* SHORT PROBLEM: Reproduce the lines of the listing below word for word, starting at the line that contains "Where can the white hockey" and ending with the final line of the listing.

## START TASK INPUTS

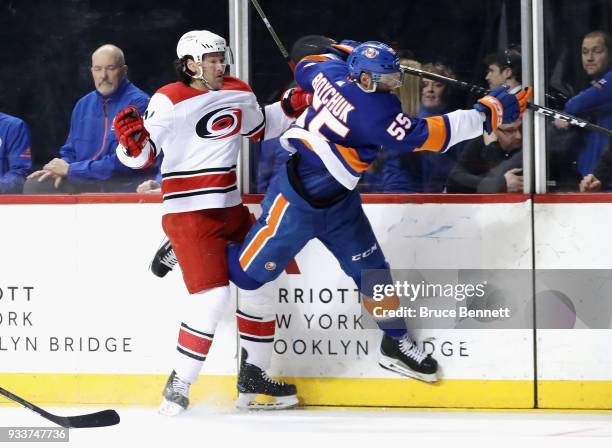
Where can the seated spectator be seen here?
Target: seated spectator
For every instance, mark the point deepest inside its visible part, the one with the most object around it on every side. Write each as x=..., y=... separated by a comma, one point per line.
x=504, y=68
x=490, y=168
x=87, y=161
x=15, y=153
x=423, y=172
x=593, y=104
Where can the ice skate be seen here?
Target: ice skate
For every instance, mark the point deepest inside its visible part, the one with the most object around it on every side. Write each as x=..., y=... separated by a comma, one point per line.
x=176, y=396
x=404, y=357
x=164, y=259
x=256, y=390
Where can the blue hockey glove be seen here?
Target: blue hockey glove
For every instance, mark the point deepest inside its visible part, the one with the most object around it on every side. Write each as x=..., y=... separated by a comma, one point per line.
x=499, y=107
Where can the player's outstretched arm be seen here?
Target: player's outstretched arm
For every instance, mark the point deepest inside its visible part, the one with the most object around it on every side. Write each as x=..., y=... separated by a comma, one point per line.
x=502, y=107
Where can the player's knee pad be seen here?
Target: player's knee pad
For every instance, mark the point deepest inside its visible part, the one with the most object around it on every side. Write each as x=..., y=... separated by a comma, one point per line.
x=236, y=274
x=205, y=308
x=258, y=302
x=371, y=282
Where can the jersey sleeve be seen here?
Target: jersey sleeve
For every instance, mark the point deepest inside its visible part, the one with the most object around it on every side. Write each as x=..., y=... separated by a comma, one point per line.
x=596, y=98
x=307, y=69
x=401, y=132
x=253, y=118
x=159, y=119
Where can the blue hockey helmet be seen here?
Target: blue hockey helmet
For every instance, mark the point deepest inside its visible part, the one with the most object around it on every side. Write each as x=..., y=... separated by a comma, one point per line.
x=376, y=59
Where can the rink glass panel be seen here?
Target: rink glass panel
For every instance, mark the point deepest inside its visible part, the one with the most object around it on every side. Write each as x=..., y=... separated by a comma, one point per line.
x=458, y=35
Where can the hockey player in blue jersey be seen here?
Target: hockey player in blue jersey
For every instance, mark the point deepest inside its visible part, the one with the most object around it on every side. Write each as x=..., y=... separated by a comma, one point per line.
x=353, y=114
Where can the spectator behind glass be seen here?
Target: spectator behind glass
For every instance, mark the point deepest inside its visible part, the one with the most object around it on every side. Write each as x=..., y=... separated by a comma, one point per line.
x=423, y=172
x=87, y=161
x=15, y=153
x=593, y=104
x=504, y=68
x=495, y=167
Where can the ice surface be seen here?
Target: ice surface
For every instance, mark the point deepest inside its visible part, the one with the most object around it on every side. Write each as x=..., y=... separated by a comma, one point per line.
x=211, y=426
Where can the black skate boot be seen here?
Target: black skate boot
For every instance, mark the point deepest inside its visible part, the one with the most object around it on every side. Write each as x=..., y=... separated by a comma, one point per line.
x=254, y=382
x=176, y=396
x=164, y=259
x=404, y=357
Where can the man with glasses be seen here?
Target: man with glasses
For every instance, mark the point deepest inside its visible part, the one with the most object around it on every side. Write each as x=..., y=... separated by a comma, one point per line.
x=87, y=162
x=491, y=168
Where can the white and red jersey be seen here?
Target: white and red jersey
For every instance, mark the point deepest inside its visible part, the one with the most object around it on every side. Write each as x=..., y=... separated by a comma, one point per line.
x=199, y=132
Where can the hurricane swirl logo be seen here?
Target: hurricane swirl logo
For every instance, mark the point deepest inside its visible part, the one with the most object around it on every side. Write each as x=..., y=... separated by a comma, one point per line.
x=220, y=123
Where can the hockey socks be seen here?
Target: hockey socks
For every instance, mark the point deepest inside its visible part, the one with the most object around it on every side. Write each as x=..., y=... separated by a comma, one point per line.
x=256, y=326
x=201, y=312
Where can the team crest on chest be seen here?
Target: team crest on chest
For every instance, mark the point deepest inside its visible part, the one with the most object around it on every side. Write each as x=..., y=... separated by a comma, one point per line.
x=220, y=123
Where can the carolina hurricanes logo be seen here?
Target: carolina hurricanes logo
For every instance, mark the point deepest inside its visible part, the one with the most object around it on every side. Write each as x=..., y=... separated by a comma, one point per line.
x=220, y=123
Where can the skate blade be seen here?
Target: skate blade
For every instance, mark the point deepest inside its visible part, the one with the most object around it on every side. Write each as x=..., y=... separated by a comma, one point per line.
x=170, y=409
x=265, y=402
x=391, y=364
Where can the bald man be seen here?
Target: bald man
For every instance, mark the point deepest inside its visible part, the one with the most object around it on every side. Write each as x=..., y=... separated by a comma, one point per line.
x=87, y=162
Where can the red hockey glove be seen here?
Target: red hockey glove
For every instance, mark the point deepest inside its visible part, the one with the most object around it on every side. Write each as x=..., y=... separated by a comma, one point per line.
x=130, y=131
x=295, y=101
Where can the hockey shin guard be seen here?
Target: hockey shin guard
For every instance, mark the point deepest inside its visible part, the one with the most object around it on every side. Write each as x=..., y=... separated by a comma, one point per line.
x=256, y=325
x=197, y=330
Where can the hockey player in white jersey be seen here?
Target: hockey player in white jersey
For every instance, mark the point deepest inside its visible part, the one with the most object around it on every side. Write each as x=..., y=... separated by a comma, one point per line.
x=198, y=124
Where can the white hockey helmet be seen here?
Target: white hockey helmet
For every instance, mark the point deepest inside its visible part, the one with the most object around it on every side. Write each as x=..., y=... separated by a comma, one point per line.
x=200, y=42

## END TASK INPUTS

* THE RESPONSE:
Where can the white hockey helmet be seen here?
Target: white hockey helmet
For every instance, mark the point deepest inside its visible part, the one with the most object around it on every side. Write each as x=..., y=... separated by a comma, one point per line.
x=200, y=42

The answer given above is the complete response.